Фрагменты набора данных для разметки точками

┄┄┄┄┄┄┄┄┄┄┄┄┄┄┄┄┄┄┄┄

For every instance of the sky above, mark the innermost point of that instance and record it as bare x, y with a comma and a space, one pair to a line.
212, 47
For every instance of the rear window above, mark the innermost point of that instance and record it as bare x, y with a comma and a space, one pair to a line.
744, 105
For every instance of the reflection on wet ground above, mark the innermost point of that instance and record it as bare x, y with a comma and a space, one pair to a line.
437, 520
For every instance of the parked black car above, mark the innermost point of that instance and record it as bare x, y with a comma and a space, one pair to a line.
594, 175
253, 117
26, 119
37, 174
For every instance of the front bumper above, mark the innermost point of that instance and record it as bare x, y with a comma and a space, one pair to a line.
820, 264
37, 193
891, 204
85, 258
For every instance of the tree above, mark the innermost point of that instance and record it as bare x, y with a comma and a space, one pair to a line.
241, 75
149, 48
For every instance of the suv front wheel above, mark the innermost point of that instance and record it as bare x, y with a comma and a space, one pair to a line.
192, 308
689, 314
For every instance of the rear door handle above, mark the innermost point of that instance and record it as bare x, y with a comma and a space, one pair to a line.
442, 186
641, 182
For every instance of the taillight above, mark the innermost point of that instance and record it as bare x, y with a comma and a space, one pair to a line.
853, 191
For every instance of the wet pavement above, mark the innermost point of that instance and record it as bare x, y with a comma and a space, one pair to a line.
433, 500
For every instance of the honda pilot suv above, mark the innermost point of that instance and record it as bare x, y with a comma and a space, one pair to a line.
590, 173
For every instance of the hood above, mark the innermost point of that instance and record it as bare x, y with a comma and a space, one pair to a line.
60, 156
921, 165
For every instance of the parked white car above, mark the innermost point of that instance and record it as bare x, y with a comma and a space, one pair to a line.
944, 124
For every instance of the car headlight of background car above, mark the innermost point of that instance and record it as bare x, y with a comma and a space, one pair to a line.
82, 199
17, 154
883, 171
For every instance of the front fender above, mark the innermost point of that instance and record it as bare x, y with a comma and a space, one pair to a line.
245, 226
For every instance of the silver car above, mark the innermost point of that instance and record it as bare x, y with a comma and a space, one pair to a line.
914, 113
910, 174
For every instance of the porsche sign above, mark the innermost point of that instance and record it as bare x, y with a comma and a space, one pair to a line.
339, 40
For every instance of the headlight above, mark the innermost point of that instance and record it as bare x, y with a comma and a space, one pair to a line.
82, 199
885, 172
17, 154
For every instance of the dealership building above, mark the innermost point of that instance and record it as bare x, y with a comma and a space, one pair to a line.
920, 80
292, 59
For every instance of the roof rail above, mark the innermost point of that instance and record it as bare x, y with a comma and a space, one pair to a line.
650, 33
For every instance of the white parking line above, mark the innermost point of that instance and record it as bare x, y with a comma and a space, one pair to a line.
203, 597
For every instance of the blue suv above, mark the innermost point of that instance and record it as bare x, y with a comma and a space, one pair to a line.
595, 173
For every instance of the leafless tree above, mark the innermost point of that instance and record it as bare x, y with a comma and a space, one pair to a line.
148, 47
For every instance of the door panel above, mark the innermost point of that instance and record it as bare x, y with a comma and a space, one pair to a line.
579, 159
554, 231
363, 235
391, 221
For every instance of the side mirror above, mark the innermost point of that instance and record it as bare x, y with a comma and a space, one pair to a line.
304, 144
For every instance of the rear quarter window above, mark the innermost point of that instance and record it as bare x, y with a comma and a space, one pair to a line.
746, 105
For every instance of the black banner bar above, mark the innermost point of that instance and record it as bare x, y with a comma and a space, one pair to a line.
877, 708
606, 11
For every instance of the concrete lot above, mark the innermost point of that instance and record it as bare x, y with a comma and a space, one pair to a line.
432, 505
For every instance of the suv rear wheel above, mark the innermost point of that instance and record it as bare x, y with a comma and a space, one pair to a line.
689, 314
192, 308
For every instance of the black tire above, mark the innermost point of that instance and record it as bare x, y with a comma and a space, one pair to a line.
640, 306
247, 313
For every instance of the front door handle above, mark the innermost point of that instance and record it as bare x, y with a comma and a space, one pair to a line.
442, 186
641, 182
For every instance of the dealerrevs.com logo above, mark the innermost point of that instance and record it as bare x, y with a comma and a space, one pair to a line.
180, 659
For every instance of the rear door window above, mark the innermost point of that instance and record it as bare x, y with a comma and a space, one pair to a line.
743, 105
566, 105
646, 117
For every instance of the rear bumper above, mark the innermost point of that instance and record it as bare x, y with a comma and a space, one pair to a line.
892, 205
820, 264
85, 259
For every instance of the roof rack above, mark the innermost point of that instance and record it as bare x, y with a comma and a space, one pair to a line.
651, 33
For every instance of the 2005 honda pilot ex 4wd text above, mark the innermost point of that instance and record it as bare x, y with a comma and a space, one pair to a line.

┄┄┄┄┄┄┄┄┄┄┄┄┄┄┄┄┄┄┄┄

| УСЛОВИЕ ЗАДАЧИ |
Перепечатайте весь листинг выше построчно, ничего не меняя.

| РЕЗУЛЬТАТ ВЫПОЛНЕНИЯ |
For every instance of the sky above, mark the innermost point of that instance and record it as bare x, y with a comma and a space, one pair to a line.
212, 47
For every instance of the rear window above, mark the innermost point of that instance and record it as bare x, y with a comma and a space, one pair to a line.
744, 105
For every instance of the reflection on wet ground above, mark the innermost point of that instance and record it as bare x, y with a comma and a space, one pair to a line.
437, 520
For every instance of the parked black car above, mark the innermost point of that instance and record it as bare x, y with a comma and a space, one pair to a line.
594, 175
253, 117
26, 119
37, 174
For every instance of the front bumper above, mark the innermost point of that instance and record it as bare x, y with a comma and a space, one pair to a line.
820, 264
37, 193
891, 204
85, 258
For every instance of the tree above, mark the innermost point of that instance and record it as bare x, y with a comma and a space, one pair to a line.
241, 75
149, 48
For every instance of the suv front wheel above, mark the innermost point of that instance and record it as bare x, y with a comma and a space, one pair to a line.
192, 308
689, 314
For every instance of the rear door handle above, mark the innermost point of that instance and record it as bare x, y with a comma and a space, one pair to a line.
442, 186
641, 182
For every instance of the taillight above, mark the innermost point of that instance and record it as bare x, y with a comma and a space, one pair to a line.
853, 191
For every instance of the wet pavement above, mark the innermost point of that instance and record it as bare x, y with a comma and a space, one pair to a line.
433, 500
For every instance of the honda pilot suv above, mark the innermost point of that instance and record it as bare x, y with a comma and a space, one pair to a line.
590, 173
For every instance of the hood above, mark the innermost point of that instance and record it as bare x, y with a comma and a space, one pair to a line.
60, 156
921, 165
For every instance of the parked white car above, mark the innermost point of that instance and record it as bare x, y with a comma and a space, one pair to a line.
944, 124
For every instance of the car headlight of background car above, mark the innermost point of that instance and record it as bare x, y with a comma and a space, one pair to a line.
82, 199
17, 154
883, 171
For every instance of the front fender above, mark the innermost point of that instance and record it as bare x, y with a comma and a space, one pair to a line.
245, 226
For every instance of the silver car above, mark the innermost point of that instance and record it as bare x, y with a comma and a space, one pair to a line.
914, 113
910, 174
For every instance of the porsche sign above, mark the innermost point of that instance and record it as bare x, y with a comma and a space, one pair to a line.
339, 40
For every instance of the headlight above, mark the innermost point of that instance and record it as bare x, y with a comma and a space, one pair to a line.
82, 199
885, 172
17, 154
For every instance of the dealership building above, mark the innermost point of that instance and record it as bare x, y with a comma and a space, one pair to a line.
920, 80
292, 59
For every instance of the roof rail above, mark the innermost point of that instance and record it as bare x, y with a comma and a space, one pair to a line.
650, 33
For every instance of the white parking line above, mark the innermost point of that instance and record it as bare x, y with a comma and a space, one pair to a line.
203, 597
For every instance of the blue suv above, mark the innermost point of that instance and record it as bare x, y with a comma and a space, one pair to a line.
595, 173
For every instance of the leafless tree above, mark the innermost point of that instance and record it as bare x, y with a comma and a space, one pair to a line.
148, 47
For every instance of the door panel above, mark the innermost point of that instance and record it as bare x, y with a comma and a space, one pair to a line.
579, 159
554, 231
363, 235
391, 221
For every instance of the side mirror above, mark the innermost point of that instance and record it as bare x, y with a comma and a space, one pair to a line.
304, 144
For every instance of the rear quarter window above, mark the innermost point of that instance and record it as bare x, y with a comma and a space, one pair to a line.
746, 105
For every instance of the black banner bar above, mark the innermost point of that instance and record it as bare x, y with a comma and a space, one pair to a line.
877, 708
606, 11
For every instance of the concrete lot above, mark the innermost point of that instance and record it as bare x, y with a comma and a space, one pair to a line.
432, 505
For every instance of the suv rear wheel above, mark the innermost point of that instance and record it as bare x, y with a comma and a space, one pair to a line.
689, 314
192, 308
For every instance of the black tire above, mark the innermost point of that instance and record it as bare x, y with a comma and a space, one pair to a line.
640, 306
247, 313
For every instance of the front door handle above, mark the innermost point of that instance and record it as bare x, y with a comma and a space, one pair to a line.
442, 186
641, 182
For every instance of the dealerrevs.com logo above, mark the innermost point of that instance and record it as bare x, y with a comma and a space, one pair to a line.
180, 659
For every instance of the rear door window above, mark the innermost point of that instance and record it as bare x, y with a comma and a space, one pair to a line.
743, 105
566, 105
646, 117
For every instance of the rear bumper above, mark the innermost point of that instance and record it as bare x, y with a comma and a space, one pair to a line.
892, 205
820, 264
85, 259
For every instance of the roof rack above, mark the innermost point of that instance and record it as bare x, y with a comma and a space, one pair to a line.
651, 33
For every instance of the 2005 honda pilot ex 4wd text above, mark the innermost point of that instance and record it as bare x, y with a comma and a space, one pair to a line.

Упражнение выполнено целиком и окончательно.